* **TEXTO CITADO**:
____________

Queridísimos hermanos y hermanas:
1.
Recorriendo el itinerario de la vida de la Virgen María, el Concilio Vaticano II
recuerda su presencia en la comunidad que espera Pentecostés: «Dios no quiso
manifestar solemnemente el misterio de la salvación humana antes de enviar el
Espíritu prometido por Cristo. Por eso vemos a los Apóstoles, antes del día de
Pentecostés, "perseverar en la oración unidos, junto con algunas mujeres, con
María, la Madre de Jesús, y sus parientes" (Hch 1, 14). María pedía con sus
oraciones el don del Espíritu, que en la Anunciación la había cubierto con su
sombra» (Lumen gentium, 59).
La primera comunidad constituye el preludio
del nacimiento de la Iglesia; la presencia de la Virgen contribuye a delinear su
rostro definitivo, fruto del don de Pentecostés.
2. En la atmósfera de
espera que reinaba en el Cenáculo después de la Ascensión, ¿cuál era la posición
de María con respecto a la venida del Espíritu Santo?
El Concilio subraya
expresamente su presencia, en oración, con vistas a la efusión del Paráclito.
María implora «con sus oraciones el don del Espíritu». Esta afirmación resulta
muy significativa, pues en la Anunciación el Espíritu Santo ya había venido
sobre ella, cubriéndola con su sombra y dando origen a la encarnación del
Verbo.

____________

* **INSTRUCCIONES**:
1. Según el texto sobre María y Pentecostés, ¿qué pedía María con sus oraciones?
2. Transcribe sin cambios un fragmento del texto sobre María y Pentecostés: empieza en las palabras que contienen "La primera comunidad" y detente después de "don de Pentecostés.".
3. Retoma el texto sobre María y Pentecostés y prosíguelo a partir del punto en que termina.
Para resolver estas tareas no se necesitan los registros.

* **DATOS**:

____________

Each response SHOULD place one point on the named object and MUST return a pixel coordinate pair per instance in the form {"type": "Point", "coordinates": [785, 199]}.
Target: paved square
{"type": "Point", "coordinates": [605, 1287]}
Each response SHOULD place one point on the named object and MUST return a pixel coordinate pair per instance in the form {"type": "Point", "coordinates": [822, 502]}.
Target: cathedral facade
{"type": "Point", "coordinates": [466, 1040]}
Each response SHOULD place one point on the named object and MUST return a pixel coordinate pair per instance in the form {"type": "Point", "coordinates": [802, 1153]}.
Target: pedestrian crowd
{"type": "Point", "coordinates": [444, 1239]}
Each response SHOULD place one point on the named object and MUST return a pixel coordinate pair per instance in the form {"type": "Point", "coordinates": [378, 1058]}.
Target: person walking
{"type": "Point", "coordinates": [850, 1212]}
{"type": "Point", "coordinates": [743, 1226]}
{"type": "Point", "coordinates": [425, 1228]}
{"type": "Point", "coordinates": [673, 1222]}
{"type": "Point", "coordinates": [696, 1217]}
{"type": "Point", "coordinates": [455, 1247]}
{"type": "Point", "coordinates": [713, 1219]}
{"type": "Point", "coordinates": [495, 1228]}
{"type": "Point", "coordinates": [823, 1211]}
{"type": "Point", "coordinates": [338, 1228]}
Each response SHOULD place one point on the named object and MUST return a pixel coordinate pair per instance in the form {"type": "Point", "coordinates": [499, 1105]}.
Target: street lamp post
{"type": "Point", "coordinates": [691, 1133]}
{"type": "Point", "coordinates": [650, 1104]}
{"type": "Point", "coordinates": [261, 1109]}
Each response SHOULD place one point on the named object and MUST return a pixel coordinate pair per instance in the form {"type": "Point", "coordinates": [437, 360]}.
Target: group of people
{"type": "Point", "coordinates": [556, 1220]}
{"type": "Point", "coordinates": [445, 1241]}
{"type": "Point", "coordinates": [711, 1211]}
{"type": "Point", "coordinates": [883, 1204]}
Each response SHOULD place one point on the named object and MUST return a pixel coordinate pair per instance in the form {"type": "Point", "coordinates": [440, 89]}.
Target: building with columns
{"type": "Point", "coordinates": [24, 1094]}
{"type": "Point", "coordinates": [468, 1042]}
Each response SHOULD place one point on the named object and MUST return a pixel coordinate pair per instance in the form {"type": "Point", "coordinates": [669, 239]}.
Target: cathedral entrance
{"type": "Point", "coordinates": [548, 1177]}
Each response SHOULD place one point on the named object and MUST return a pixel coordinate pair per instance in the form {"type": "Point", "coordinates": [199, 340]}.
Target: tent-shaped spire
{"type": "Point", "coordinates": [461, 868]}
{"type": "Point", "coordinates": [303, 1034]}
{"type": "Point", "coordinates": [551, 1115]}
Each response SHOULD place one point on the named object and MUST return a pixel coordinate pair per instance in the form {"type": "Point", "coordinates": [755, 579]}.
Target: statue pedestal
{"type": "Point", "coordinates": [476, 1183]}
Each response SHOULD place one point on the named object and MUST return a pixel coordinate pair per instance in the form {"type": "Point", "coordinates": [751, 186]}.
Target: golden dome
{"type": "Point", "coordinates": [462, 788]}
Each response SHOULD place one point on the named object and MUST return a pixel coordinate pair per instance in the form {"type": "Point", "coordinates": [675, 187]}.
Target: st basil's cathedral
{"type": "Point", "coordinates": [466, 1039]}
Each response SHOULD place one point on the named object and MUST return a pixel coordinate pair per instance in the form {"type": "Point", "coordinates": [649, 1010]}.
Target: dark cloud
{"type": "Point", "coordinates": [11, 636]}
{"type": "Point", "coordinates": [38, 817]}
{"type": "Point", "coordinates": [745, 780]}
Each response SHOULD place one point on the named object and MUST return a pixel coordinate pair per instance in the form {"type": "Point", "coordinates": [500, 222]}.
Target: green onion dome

____________

* **RESPUESTAS DADAS**:
1. El don del Espíritu.

2.
La primera comunidad constituye el preludio
del nacimiento de la Iglesia; la presencia de la Virgen contribuye a delinear su
rostro definitivo, fruto del don de Pentecostés.

3.
Al haber hecho ya una experiencia totalmente singular sobre la
eficacia de ese don, la Virgen santísima estaba en condiciones de poderlo
apreciar más que cualquier otra persona. En efecto, a la intervención misteriosa
del Espíritu debía ella su maternidad, que la convirtió en puerta de ingreso del
Salvador en el mundo.
A diferencia de los que se hallaban presentes en
el Cenáculo en trepidante espera, Ella, plenamente consciente de la importancia
de la promesa de su Hijo a los discípulos (cf. Jn 14, 16), ayudaba a la
comunidad a prepararse adecuadamente a la venida del Paráclito.
Por
ello, su singular experiencia, a la vez que la impulsaba a desear ardientemente
la venida del Espíritu, la comprometía también a preparar la mente y el corazón
de los que estaban a su lado.
3. Durante esa oración en el Cenáculo, en
actitud de profunda comunión con los Apóstoles, con algunas mujeres y con los
hermanos de Jesús, la Madre del Señor invoca el don del Espíritu para sí
misma y para la comunidad.
Era oportuno que la primera efusión del
Espíritu sobre Ella, que tuvo lugar con miras a su maternidad divina, fuera
renovada y reforzada. En efecto, al pie de la Cruz, María fue revestida con un
nueva maternidad, con respecto a lo discípulos de Jesús. Precisamente esta
misión exigía un renovado don del Espíritu. Por consiguiente, la Virgen lo
deseaba con vistas a la fecundidad de su maternidad espiritual.
Mientras
en el momento de la Encarnación el Espíritu Santo había descendido sobre Ella,
como persona llamada a participar dignamente en el gran misterio, ahora todo se
realiza en función de la Iglesia, de la que María está llamada a ser ejemplo,
modelo y Madre.
En la Iglesia y para la Iglesia, Ella, recordando la
promesa de Jesús, espera Pentecostés e implora para todos abundantes dones,
según la personalidad y la misión de cada uno.
4. En la comunidad
cristiana la oración de María reviste un significado peculiar: favorece la
venida del Espíritu, solicitando su acción en el corazón de los discípulos y en
el mundo. De la misma manera que, en la Encarnación, el Espíritu había
formado en su seno virginal el cuerpo físico de Cristo, así ahora en el
cenáculo, el mismo Espíritu viene para animar su Cuerpo místico.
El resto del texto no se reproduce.